Aufgabenstellung: Gib sämtliche folgenden Einträge als nummerierte Liste wieder und lass dabei alle Leerzeilen weg.

Bereitgestellte Einträge:
.....

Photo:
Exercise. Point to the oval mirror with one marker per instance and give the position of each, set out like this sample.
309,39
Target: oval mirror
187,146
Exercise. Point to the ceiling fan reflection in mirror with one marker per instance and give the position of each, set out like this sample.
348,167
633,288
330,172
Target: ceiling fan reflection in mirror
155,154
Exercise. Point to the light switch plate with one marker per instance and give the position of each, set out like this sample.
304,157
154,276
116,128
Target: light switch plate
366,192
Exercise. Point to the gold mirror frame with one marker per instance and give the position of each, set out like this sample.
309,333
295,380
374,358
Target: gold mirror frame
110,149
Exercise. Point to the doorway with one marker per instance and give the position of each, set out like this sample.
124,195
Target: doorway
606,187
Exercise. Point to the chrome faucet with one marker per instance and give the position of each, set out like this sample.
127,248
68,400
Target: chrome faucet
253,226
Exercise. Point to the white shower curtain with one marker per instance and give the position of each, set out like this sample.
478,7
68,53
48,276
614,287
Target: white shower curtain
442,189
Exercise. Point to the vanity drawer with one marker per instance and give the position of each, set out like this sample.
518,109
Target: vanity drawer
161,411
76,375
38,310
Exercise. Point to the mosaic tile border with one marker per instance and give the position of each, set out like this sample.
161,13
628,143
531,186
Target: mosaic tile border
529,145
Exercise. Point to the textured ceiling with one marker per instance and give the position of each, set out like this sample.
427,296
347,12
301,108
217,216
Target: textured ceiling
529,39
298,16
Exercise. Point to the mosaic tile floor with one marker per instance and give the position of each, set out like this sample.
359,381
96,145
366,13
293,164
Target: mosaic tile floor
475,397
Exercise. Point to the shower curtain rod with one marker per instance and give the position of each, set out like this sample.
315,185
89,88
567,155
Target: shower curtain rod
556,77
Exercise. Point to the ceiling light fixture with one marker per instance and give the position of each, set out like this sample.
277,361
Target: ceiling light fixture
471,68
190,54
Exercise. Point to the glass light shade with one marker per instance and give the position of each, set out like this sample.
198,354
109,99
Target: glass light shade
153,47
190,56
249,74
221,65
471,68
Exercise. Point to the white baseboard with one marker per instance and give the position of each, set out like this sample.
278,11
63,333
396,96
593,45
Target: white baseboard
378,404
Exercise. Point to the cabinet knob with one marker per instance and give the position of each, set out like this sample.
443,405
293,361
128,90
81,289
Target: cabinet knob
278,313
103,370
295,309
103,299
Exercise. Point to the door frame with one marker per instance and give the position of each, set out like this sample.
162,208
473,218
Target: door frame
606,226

.....

Lösung:
1. Photo:
2. Exercise. Point to the oval mirror with one marker per instance and give the position of each, set out like this sample.
3. 309,39
4. Target: oval mirror
5. 187,146
6. Exercise. Point to the ceiling fan reflection in mirror with one marker per instance and give the position of each, set out like this sample.
7. 348,167
8. 633,288
9. 330,172
10. Target: ceiling fan reflection in mirror
11. 155,154
12. Exercise. Point to the light switch plate with one marker per instance and give the position of each, set out like this sample.
13. 304,157
14. 154,276
15. 116,128
16. Target: light switch plate
17. 366,192
18. Exercise. Point to the gold mirror frame with one marker per instance and give the position of each, set out like this sample.
19. 309,333
20. 295,380
21. 374,358
22. Target: gold mirror frame
23. 110,149
24. Exercise. Point to the doorway with one marker per instance and give the position of each, set out like this sample.
25. 124,195
26. Target: doorway
27. 606,187
28. Exercise. Point to the chrome faucet with one marker per instance and give the position of each, set out like this sample.
29. 127,248
30. 68,400
31. Target: chrome faucet
32. 253,226
33. Exercise. Point to the white shower curtain with one marker per instance and give the position of each, set out like this sample.
34. 478,7
35. 68,53
36. 48,276
37. 614,287
38. Target: white shower curtain
39. 442,189
40. Exercise. Point to the vanity drawer with one marker per instance and give the position of each, set out like this sample.
41. 518,109
42. Target: vanity drawer
43. 161,411
44. 76,375
45. 38,310
46. Exercise. Point to the mosaic tile border with one marker per instance and give the position of each, set out like this sample.
47. 161,13
48. 628,143
49. 531,186
50. Target: mosaic tile border
51. 529,145
52. Exercise. Point to the textured ceiling with one marker per instance and give the position of each, set out like this sample.
53. 427,296
54. 347,12
55. 301,108
56. 217,216
57. Target: textured ceiling
58. 529,39
59. 298,16
60. Exercise. Point to the mosaic tile floor with one marker per instance and give the position of each, set out like this sample.
61. 359,381
62. 96,145
63. 366,13
64. 293,164
65. Target: mosaic tile floor
66. 475,397
67. Exercise. Point to the shower curtain rod with one marker per instance and give the position of each, set out like this sample.
68. 315,185
69. 89,88
70. 567,155
71. Target: shower curtain rod
72. 556,77
73. Exercise. Point to the ceiling light fixture with one marker per instance and give the position of each, set out like this sample.
74. 277,361
75. Target: ceiling light fixture
76. 471,68
77. 190,54
78. Exercise. Point to the glass light shade with one marker per instance and give the position of each, set out like this sample.
79. 198,354
80. 109,99
81. Target: glass light shade
82. 153,47
83. 190,56
84. 249,74
85. 221,65
86. 471,68
87. Exercise. Point to the white baseboard with one marker per instance and give the position of each, set out like this sample.
88. 278,11
89. 63,333
90. 396,96
91. 593,45
92. Target: white baseboard
93. 378,404
94. Exercise. Point to the cabinet knob with one marker per instance and give the position of each, set out like this sample.
95. 443,405
96. 293,361
97. 128,90
98. 81,289
99. Target: cabinet knob
100. 278,313
101. 103,370
102. 295,309
103. 103,299
104. Exercise. Point to the door frame with one marker per instance and give the position of each, set out like this sample.
105. 162,208
106. 473,218
107. Target: door frame
108. 606,226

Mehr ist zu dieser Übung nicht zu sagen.